→ **WHAT THIS TASK INVOLVES**
In full and word for word, give the records again.

** RECORD SET follows **

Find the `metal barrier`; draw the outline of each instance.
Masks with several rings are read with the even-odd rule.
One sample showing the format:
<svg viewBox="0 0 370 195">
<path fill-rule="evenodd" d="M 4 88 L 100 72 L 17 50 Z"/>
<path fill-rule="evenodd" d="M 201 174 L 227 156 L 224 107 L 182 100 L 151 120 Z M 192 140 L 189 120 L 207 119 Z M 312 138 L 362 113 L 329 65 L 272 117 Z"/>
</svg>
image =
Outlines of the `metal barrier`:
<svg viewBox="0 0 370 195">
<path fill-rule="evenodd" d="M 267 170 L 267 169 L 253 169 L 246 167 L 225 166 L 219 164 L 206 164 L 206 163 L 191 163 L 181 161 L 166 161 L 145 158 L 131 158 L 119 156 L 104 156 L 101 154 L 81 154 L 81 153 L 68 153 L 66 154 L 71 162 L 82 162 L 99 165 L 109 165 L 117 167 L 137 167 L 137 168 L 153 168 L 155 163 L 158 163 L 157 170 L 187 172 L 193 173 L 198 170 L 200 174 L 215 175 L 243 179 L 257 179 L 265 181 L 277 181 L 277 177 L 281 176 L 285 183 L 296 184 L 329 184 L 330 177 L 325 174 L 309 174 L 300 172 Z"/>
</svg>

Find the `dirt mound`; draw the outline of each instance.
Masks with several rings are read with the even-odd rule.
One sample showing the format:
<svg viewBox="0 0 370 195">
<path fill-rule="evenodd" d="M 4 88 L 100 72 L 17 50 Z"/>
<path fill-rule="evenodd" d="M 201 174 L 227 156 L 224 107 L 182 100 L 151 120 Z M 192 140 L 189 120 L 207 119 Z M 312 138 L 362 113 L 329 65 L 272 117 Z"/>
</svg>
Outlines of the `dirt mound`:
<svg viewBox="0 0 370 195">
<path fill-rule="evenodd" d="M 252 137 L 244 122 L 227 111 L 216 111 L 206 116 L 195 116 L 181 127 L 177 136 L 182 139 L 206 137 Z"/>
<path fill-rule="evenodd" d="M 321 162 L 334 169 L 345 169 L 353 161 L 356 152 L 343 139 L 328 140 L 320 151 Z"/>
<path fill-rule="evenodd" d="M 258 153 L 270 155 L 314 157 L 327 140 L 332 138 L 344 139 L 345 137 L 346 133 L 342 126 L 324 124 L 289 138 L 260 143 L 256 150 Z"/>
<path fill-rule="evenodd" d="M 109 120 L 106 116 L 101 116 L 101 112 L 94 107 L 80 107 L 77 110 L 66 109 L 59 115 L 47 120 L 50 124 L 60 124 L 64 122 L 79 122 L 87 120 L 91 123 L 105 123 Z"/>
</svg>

** End of RECORD SET **

→ **SOLUTION TO THE EXERCISE**
Find the `metal barrier`; draw the outline of each instance.
Masks with several rings are read with the even-odd rule.
One sample showing the format:
<svg viewBox="0 0 370 195">
<path fill-rule="evenodd" d="M 4 88 L 100 72 L 17 50 Z"/>
<path fill-rule="evenodd" d="M 201 174 L 227 156 L 224 107 L 182 100 L 151 120 Z M 192 140 L 189 120 L 207 119 Z M 312 138 L 362 113 L 329 65 L 272 117 Z"/>
</svg>
image =
Outlines of the `metal barrier`:
<svg viewBox="0 0 370 195">
<path fill-rule="evenodd" d="M 267 170 L 267 169 L 253 169 L 246 167 L 225 166 L 219 164 L 206 164 L 206 163 L 191 163 L 181 161 L 166 161 L 145 158 L 131 158 L 119 156 L 104 156 L 101 154 L 81 154 L 81 153 L 68 153 L 66 154 L 71 162 L 82 162 L 99 165 L 109 165 L 117 167 L 137 167 L 137 168 L 153 168 L 155 163 L 158 163 L 157 170 L 187 172 L 193 173 L 198 170 L 200 174 L 215 175 L 243 179 L 257 179 L 265 181 L 277 181 L 277 177 L 281 176 L 285 183 L 296 184 L 329 184 L 330 177 L 325 174 L 309 174 L 300 172 Z"/>
</svg>

Find the `dirt mound`; draw the outline of each instance.
Masks with several rings are read with the even-odd rule.
One sample showing the format:
<svg viewBox="0 0 370 195">
<path fill-rule="evenodd" d="M 4 88 L 100 72 L 17 50 Z"/>
<path fill-rule="evenodd" d="M 201 174 L 227 156 L 224 107 L 182 100 L 151 120 Z M 192 140 L 189 120 L 207 119 Z M 312 138 L 362 113 L 329 65 L 272 117 Z"/>
</svg>
Outlines of the `dirt mound`:
<svg viewBox="0 0 370 195">
<path fill-rule="evenodd" d="M 252 137 L 244 122 L 227 111 L 216 111 L 206 116 L 195 116 L 181 127 L 177 136 L 182 139 L 206 137 Z"/>
<path fill-rule="evenodd" d="M 321 162 L 334 169 L 345 169 L 353 161 L 356 152 L 343 139 L 328 140 L 320 151 Z"/>
<path fill-rule="evenodd" d="M 258 153 L 270 155 L 314 157 L 327 140 L 332 138 L 344 139 L 345 137 L 346 133 L 342 126 L 324 124 L 289 138 L 260 143 L 256 150 Z"/>
<path fill-rule="evenodd" d="M 109 120 L 106 116 L 101 116 L 101 112 L 94 107 L 80 107 L 77 110 L 66 109 L 59 115 L 47 120 L 50 124 L 60 124 L 64 122 L 79 122 L 87 120 L 91 123 L 105 123 Z"/>
</svg>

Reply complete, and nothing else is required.